Stored entries:
⁂

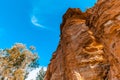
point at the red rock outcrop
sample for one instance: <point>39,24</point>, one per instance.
<point>89,47</point>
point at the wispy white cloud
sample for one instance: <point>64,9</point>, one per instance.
<point>33,74</point>
<point>35,22</point>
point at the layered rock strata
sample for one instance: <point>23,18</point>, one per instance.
<point>89,47</point>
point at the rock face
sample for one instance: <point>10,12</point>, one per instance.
<point>89,48</point>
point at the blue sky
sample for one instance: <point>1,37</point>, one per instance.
<point>35,22</point>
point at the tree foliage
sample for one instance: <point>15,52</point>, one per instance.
<point>15,61</point>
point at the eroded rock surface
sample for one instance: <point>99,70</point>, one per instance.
<point>89,47</point>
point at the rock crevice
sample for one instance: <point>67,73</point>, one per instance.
<point>89,45</point>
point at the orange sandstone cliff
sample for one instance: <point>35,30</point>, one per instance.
<point>89,48</point>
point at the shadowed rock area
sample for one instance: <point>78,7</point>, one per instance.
<point>89,48</point>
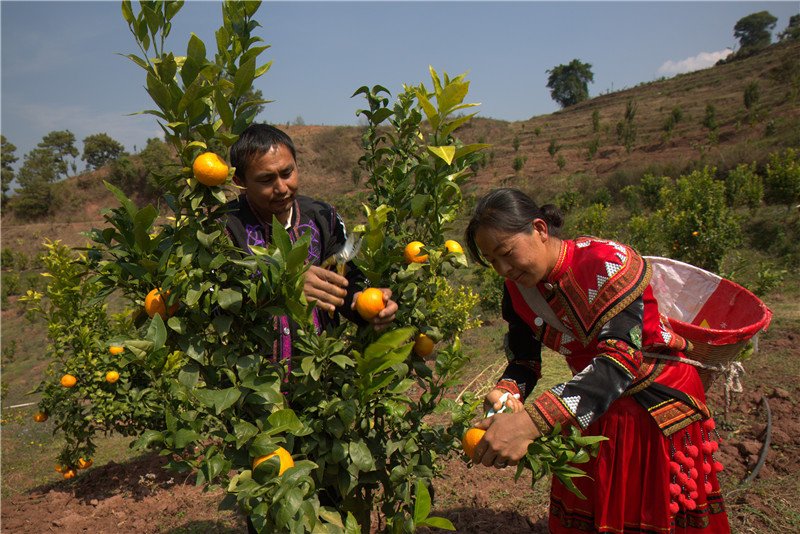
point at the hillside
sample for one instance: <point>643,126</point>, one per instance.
<point>328,154</point>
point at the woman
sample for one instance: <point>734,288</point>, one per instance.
<point>589,299</point>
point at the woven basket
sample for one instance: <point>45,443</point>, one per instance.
<point>718,316</point>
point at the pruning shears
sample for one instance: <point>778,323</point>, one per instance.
<point>503,407</point>
<point>348,252</point>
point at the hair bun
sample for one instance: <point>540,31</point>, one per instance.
<point>552,216</point>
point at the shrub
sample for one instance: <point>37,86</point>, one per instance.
<point>736,184</point>
<point>650,188</point>
<point>593,146</point>
<point>631,199</point>
<point>694,223</point>
<point>782,181</point>
<point>553,147</point>
<point>592,221</point>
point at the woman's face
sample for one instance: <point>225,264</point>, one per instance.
<point>524,258</point>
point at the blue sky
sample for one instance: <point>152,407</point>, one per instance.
<point>60,69</point>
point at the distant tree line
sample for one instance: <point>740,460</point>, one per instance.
<point>54,159</point>
<point>568,83</point>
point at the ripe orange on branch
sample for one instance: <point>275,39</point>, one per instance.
<point>471,439</point>
<point>411,253</point>
<point>209,169</point>
<point>156,303</point>
<point>370,303</point>
<point>453,246</point>
<point>68,381</point>
<point>283,455</point>
<point>84,464</point>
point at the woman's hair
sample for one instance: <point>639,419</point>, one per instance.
<point>511,211</point>
<point>254,141</point>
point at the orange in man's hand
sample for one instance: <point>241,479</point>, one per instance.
<point>209,169</point>
<point>411,253</point>
<point>471,439</point>
<point>370,303</point>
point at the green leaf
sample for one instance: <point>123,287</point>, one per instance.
<point>429,109</point>
<point>446,153</point>
<point>189,375</point>
<point>230,300</point>
<point>456,123</point>
<point>284,421</point>
<point>351,525</point>
<point>149,437</point>
<point>361,456</point>
<point>244,77</point>
<point>196,49</point>
<point>157,332</point>
<point>422,505</point>
<point>129,206</point>
<point>390,340</point>
<point>183,437</point>
<point>219,400</point>
<point>244,432</point>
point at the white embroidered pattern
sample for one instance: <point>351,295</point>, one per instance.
<point>572,403</point>
<point>612,268</point>
<point>586,419</point>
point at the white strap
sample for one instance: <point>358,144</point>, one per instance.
<point>540,307</point>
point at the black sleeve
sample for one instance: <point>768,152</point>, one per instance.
<point>523,350</point>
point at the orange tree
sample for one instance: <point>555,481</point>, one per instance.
<point>355,409</point>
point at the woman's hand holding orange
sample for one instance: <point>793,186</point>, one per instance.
<point>492,401</point>
<point>506,440</point>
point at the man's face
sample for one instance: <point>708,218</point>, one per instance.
<point>271,183</point>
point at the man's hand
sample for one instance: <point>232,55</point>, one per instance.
<point>492,401</point>
<point>386,315</point>
<point>326,287</point>
<point>506,440</point>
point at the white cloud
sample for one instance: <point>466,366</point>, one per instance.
<point>700,61</point>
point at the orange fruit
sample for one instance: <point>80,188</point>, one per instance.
<point>471,439</point>
<point>156,303</point>
<point>411,253</point>
<point>284,457</point>
<point>370,302</point>
<point>453,246</point>
<point>68,381</point>
<point>209,169</point>
<point>84,464</point>
<point>423,345</point>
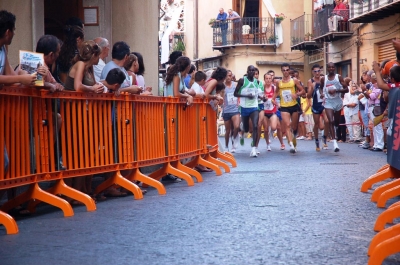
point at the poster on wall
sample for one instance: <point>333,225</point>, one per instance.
<point>30,62</point>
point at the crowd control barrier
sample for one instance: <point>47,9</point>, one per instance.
<point>99,134</point>
<point>387,241</point>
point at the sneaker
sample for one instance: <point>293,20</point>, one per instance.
<point>171,178</point>
<point>253,152</point>
<point>366,145</point>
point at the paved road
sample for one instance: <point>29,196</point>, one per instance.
<point>275,209</point>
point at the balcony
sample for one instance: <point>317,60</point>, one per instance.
<point>341,29</point>
<point>249,31</point>
<point>301,32</point>
<point>370,11</point>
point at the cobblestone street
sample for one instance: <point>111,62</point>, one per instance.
<point>277,208</point>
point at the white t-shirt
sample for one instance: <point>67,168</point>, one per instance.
<point>197,88</point>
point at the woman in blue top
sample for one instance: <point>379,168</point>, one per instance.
<point>175,79</point>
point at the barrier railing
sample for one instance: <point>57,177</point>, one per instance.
<point>99,133</point>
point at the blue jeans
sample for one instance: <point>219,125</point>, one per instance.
<point>223,33</point>
<point>6,161</point>
<point>365,119</point>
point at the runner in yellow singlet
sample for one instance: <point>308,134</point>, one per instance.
<point>289,89</point>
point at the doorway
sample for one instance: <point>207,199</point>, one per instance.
<point>56,14</point>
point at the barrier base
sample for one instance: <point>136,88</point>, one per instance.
<point>61,188</point>
<point>36,193</point>
<point>118,179</point>
<point>9,223</point>
<point>377,177</point>
<point>136,175</point>
<point>387,217</point>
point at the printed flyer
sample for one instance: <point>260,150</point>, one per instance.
<point>30,62</point>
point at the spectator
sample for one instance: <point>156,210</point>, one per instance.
<point>105,50</point>
<point>174,80</point>
<point>69,50</point>
<point>236,25</point>
<point>199,81</point>
<point>221,21</point>
<point>81,76</point>
<point>189,75</point>
<point>139,71</point>
<point>351,108</point>
<point>340,12</point>
<point>120,53</point>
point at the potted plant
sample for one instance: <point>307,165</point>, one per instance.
<point>308,36</point>
<point>279,18</point>
<point>272,39</point>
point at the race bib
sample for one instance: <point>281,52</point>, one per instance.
<point>268,105</point>
<point>232,100</point>
<point>287,96</point>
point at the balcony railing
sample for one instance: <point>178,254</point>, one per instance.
<point>367,11</point>
<point>329,25</point>
<point>249,30</point>
<point>302,33</point>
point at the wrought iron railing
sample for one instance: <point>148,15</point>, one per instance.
<point>247,30</point>
<point>325,22</point>
<point>360,7</point>
<point>301,29</point>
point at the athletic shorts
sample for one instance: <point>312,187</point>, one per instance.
<point>269,115</point>
<point>317,109</point>
<point>245,112</point>
<point>334,104</point>
<point>291,109</point>
<point>228,116</point>
<point>278,113</point>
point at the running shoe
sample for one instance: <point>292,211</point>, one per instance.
<point>253,152</point>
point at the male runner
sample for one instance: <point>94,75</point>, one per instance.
<point>289,107</point>
<point>248,89</point>
<point>317,104</point>
<point>331,86</point>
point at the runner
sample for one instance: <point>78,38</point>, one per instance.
<point>331,86</point>
<point>247,89</point>
<point>286,89</point>
<point>231,114</point>
<point>317,108</point>
<point>271,120</point>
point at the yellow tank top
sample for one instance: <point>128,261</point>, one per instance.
<point>285,91</point>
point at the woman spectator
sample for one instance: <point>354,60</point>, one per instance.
<point>81,75</point>
<point>138,69</point>
<point>175,85</point>
<point>69,50</point>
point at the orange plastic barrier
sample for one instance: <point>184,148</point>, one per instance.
<point>99,133</point>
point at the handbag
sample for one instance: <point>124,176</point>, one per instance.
<point>377,111</point>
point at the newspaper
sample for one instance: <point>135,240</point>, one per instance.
<point>30,62</point>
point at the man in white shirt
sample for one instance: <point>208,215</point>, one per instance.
<point>351,107</point>
<point>105,50</point>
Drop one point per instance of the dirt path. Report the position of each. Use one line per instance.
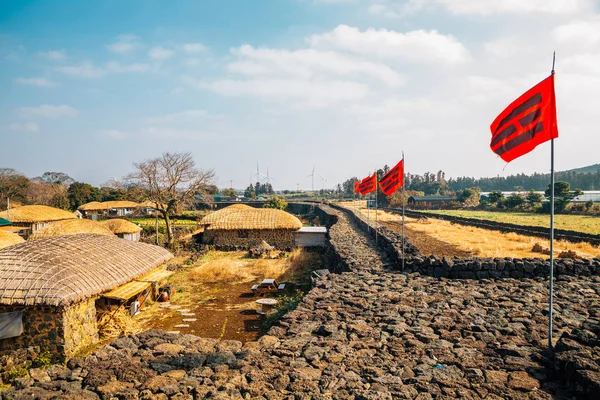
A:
(426, 244)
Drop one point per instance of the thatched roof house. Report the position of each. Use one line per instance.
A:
(9, 238)
(71, 227)
(32, 218)
(117, 208)
(240, 226)
(123, 228)
(49, 287)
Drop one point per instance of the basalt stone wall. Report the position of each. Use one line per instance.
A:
(388, 240)
(537, 231)
(485, 268)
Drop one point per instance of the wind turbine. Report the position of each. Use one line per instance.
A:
(312, 175)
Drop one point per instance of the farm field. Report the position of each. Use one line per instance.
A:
(443, 238)
(216, 289)
(580, 223)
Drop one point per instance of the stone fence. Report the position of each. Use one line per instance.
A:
(536, 231)
(469, 268)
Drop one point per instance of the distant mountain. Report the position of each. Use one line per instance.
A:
(584, 170)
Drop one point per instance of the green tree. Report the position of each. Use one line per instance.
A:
(514, 200)
(276, 202)
(496, 196)
(534, 198)
(80, 193)
(470, 197)
(562, 195)
(250, 192)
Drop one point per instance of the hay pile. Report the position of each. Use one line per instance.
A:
(115, 322)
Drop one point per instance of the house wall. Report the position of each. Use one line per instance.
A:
(62, 331)
(279, 238)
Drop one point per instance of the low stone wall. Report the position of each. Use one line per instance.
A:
(536, 231)
(485, 268)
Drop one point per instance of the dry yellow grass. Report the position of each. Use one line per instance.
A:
(486, 243)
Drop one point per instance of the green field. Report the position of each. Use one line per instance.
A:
(580, 223)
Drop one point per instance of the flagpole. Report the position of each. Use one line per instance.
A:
(551, 231)
(376, 198)
(403, 168)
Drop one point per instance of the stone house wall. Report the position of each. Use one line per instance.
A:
(62, 331)
(234, 239)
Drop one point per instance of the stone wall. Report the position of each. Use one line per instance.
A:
(230, 239)
(537, 231)
(60, 331)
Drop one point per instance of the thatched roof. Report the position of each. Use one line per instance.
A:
(32, 214)
(92, 206)
(120, 226)
(67, 269)
(9, 238)
(256, 218)
(71, 227)
(107, 205)
(222, 213)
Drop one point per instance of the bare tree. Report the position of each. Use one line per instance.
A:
(171, 180)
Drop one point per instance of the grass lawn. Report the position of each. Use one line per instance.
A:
(580, 223)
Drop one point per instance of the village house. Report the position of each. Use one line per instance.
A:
(116, 208)
(9, 238)
(71, 227)
(241, 226)
(123, 229)
(50, 288)
(29, 219)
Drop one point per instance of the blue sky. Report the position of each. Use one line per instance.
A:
(88, 88)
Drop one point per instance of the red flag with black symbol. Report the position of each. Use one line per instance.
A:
(368, 185)
(393, 180)
(526, 122)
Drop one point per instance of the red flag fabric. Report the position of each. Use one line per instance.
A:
(368, 185)
(393, 180)
(526, 122)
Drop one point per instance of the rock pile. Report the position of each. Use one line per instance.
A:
(369, 333)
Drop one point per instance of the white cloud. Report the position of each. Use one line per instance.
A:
(182, 116)
(47, 111)
(390, 9)
(581, 33)
(21, 127)
(83, 70)
(193, 48)
(41, 82)
(88, 70)
(317, 94)
(114, 133)
(54, 55)
(419, 46)
(480, 7)
(160, 53)
(124, 44)
(308, 64)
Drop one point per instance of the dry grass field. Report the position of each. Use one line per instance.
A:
(216, 290)
(580, 223)
(480, 242)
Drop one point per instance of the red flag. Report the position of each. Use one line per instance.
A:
(526, 122)
(393, 180)
(368, 185)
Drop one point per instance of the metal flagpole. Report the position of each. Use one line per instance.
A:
(551, 230)
(403, 211)
(376, 219)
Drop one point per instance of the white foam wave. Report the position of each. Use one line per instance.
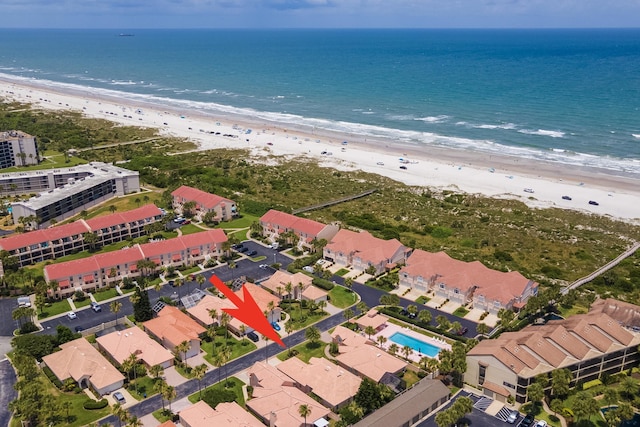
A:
(543, 132)
(418, 138)
(433, 119)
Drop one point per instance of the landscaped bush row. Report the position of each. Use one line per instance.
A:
(323, 283)
(394, 312)
(92, 404)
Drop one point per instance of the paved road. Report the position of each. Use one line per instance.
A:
(7, 392)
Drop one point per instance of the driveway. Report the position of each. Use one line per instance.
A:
(7, 392)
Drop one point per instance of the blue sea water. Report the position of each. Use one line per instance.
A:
(567, 96)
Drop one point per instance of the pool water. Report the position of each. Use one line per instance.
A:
(417, 345)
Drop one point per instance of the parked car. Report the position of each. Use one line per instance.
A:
(527, 421)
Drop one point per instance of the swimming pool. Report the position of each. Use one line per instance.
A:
(417, 345)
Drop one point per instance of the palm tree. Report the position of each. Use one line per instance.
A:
(200, 280)
(169, 393)
(199, 372)
(406, 350)
(370, 330)
(115, 307)
(183, 348)
(156, 371)
(304, 411)
(393, 349)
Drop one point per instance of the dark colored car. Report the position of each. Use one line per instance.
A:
(527, 420)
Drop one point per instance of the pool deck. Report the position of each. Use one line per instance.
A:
(414, 356)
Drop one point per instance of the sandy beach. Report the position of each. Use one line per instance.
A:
(457, 170)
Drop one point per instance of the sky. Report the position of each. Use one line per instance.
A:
(133, 14)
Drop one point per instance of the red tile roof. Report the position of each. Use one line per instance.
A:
(120, 257)
(492, 284)
(70, 268)
(292, 222)
(46, 235)
(202, 198)
(146, 211)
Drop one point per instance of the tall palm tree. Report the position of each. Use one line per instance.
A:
(304, 410)
(199, 372)
(115, 307)
(183, 348)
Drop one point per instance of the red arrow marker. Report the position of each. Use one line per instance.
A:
(247, 311)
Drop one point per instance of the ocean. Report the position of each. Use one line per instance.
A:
(564, 96)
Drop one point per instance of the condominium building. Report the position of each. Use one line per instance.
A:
(55, 242)
(103, 183)
(17, 149)
(588, 345)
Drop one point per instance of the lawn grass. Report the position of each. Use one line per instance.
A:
(144, 385)
(235, 385)
(342, 297)
(83, 303)
(190, 229)
(306, 351)
(238, 347)
(78, 416)
(105, 295)
(460, 312)
(423, 299)
(410, 377)
(51, 309)
(304, 319)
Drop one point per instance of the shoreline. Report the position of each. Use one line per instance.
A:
(473, 172)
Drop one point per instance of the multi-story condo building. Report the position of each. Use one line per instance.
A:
(102, 183)
(110, 268)
(18, 149)
(222, 208)
(588, 345)
(55, 242)
(465, 282)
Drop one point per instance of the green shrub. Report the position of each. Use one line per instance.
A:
(589, 384)
(92, 404)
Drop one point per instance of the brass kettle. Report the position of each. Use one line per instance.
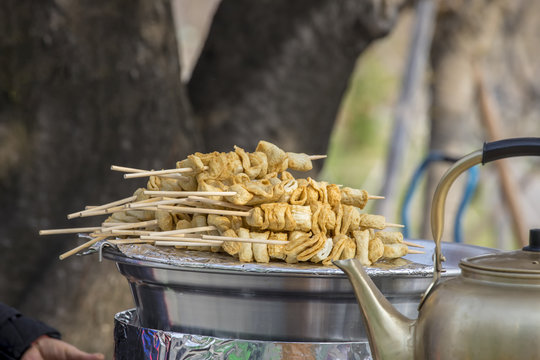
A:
(490, 311)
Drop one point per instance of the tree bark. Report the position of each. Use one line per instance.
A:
(83, 85)
(277, 70)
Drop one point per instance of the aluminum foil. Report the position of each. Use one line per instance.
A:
(135, 342)
(149, 255)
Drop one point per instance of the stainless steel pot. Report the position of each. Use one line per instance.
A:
(211, 294)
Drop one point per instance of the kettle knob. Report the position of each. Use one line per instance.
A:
(534, 241)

⁂

Pictures excluded, repeat the records exactly from their opening line through the line containing "point at the hair bun".

* OUTPUT OF THE TASK
point at the red rock outcrop
sample for one instance: <point>39,24</point>, one per instance.
<point>89,47</point>
point at the wispy white cloud
sample for one instance: <point>64,9</point>, one per instance.
<point>33,74</point>
<point>35,22</point>
point at the layered rock strata
sample for one instance: <point>23,18</point>, one per instance.
<point>89,47</point>
point at the rock face
sample for one instance: <point>10,12</point>, one per instance.
<point>89,48</point>
point at the blue sky
sample for one instance: <point>1,37</point>, one per instance.
<point>35,22</point>
point at the tree foliage
sample for one instance: <point>15,52</point>, one per instance.
<point>15,61</point>
point at the eroded rock surface
sample for one instance: <point>99,70</point>, one per instance.
<point>89,47</point>
point at the rock crevice
sample for one instance: <point>67,73</point>, one per instance.
<point>89,45</point>
point at the orange sandstone cliff
sample for one instance: <point>35,30</point>, one per instance.
<point>89,48</point>
point at the shadowed rock area
sample for one instance: <point>78,7</point>, one per instance.
<point>89,48</point>
point at the hillside
sample for one instance: <point>643,126</point>, one per instance.
<point>328,154</point>
point at the woman
sample for one instance: <point>734,288</point>, one per instance.
<point>589,299</point>
point at the woven basket
sample for one instance: <point>45,443</point>, one per instance.
<point>718,316</point>
point at the pruning shears
sample for one instance: <point>778,323</point>, one per instance.
<point>503,407</point>
<point>348,252</point>
point at the hair bun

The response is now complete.